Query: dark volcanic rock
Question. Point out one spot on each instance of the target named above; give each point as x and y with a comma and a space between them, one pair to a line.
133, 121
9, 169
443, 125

===

- **TO BE DONE**: The records above should be duplicated in full, exactly as given.

- **ANSWER TO THIS PROBLEM**:
Query: dark volcanic rock
Question. Point out one spot on each instance of the target named above; give each point as x and y with a comma and a space between them, one pair to a line.
133, 121
9, 169
443, 125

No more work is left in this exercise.